Materials provided:
====

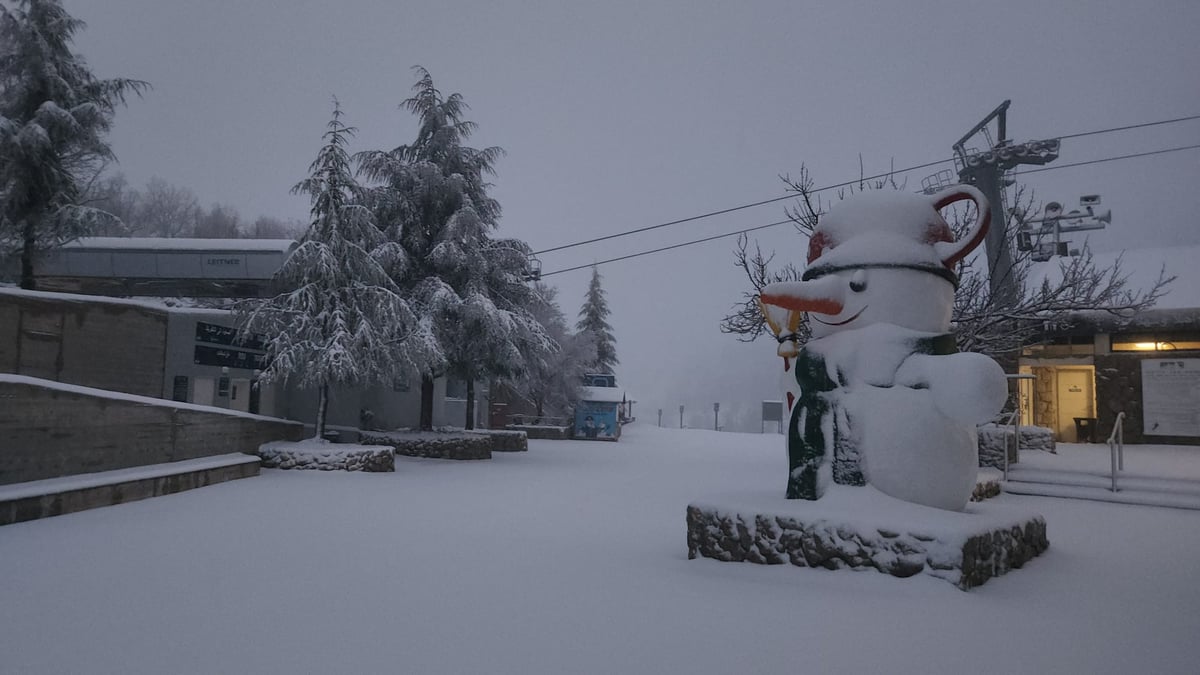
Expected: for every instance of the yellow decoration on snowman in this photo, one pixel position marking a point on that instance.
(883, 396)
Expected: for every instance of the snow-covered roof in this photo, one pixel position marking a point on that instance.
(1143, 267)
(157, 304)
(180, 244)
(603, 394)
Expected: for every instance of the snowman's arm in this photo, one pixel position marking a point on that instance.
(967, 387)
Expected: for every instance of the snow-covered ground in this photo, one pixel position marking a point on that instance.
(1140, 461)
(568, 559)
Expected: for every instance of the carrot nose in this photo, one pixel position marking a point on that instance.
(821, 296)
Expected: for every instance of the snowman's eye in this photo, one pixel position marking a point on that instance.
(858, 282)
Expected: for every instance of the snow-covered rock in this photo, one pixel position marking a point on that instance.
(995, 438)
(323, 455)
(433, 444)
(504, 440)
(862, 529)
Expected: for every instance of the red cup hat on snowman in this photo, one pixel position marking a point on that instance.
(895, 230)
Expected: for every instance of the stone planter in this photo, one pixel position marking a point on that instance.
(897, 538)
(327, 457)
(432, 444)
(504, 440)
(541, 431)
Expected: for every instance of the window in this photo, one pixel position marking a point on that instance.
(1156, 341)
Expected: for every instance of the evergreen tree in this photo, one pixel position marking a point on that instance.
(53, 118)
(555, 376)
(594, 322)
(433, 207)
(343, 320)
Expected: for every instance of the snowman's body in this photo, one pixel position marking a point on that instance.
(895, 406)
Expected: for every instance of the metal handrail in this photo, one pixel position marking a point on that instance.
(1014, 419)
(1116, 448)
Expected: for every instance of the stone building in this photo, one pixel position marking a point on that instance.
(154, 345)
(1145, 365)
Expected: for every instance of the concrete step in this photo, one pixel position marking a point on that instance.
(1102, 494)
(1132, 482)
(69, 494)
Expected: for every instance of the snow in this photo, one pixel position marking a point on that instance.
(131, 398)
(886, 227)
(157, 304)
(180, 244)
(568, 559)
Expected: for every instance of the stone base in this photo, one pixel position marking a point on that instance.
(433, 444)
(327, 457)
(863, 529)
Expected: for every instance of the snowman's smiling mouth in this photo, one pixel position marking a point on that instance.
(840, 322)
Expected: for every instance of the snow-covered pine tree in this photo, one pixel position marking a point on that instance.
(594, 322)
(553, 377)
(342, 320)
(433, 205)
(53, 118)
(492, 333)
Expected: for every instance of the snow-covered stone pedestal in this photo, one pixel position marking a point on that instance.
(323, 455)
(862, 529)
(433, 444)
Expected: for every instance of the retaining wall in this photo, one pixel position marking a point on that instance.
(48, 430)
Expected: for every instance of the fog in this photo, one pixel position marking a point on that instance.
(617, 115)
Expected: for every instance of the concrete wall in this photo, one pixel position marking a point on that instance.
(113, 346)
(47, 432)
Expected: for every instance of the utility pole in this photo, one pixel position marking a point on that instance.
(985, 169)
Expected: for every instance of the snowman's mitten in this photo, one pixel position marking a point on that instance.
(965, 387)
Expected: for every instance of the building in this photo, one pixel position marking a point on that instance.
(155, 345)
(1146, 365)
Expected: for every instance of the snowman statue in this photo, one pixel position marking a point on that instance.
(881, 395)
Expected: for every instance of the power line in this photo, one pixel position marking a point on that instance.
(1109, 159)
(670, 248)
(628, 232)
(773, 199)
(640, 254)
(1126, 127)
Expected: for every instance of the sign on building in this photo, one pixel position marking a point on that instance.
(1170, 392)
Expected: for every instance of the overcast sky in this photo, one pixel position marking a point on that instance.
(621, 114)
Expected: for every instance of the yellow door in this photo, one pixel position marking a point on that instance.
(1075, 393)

====

Exercise prompt: Write out the lines above as a JSON list of strings, one string per line with blank lines dropped. Begin at the line that has "Expected: for every instance of the snowman's eye", stop after the line that has "(1145, 365)", and include nothing else.

Solution below:
[
  "Expected: for every instance of the snowman's eye in this photo, one pixel position marking a point on that instance.",
  "(858, 282)",
  "Expected: for every instance of the snow-covered rock in this photo, one pixel position marking a point on that instance.",
  "(995, 438)",
  "(323, 455)",
  "(433, 444)",
  "(504, 440)",
  "(862, 529)",
  "Expected: for every instance of the red cup hat on snowman in this photo, one pixel position marking a point on that instance.",
  "(895, 230)",
  "Expected: for every instance of the stone planter in this photo, one pixel position marking a point on that instance.",
  "(897, 538)",
  "(327, 457)",
  "(432, 444)",
  "(504, 440)",
  "(541, 431)",
  "Expected: for every instance of the window in this photo, one pixel position marking a point on that instance.",
  "(1156, 341)",
  "Expected: for every instance of the evergreen tree in this photo, one pixel position marking a point on that instance.",
  "(53, 118)",
  "(555, 376)",
  "(594, 322)",
  "(433, 207)",
  "(343, 320)",
  "Expected: for every instance of the snowman's body in this photo, one pixel position marking a point on that instance.",
  "(895, 406)",
  "Expected: for every instance of the metal handrail in this photo, one pixel position marking a point on that instance.",
  "(1014, 419)",
  "(1116, 448)",
  "Expected: for every instance of the stone building in this photo, one pixel position marking a point on that instance.",
  "(154, 345)",
  "(1145, 365)"
]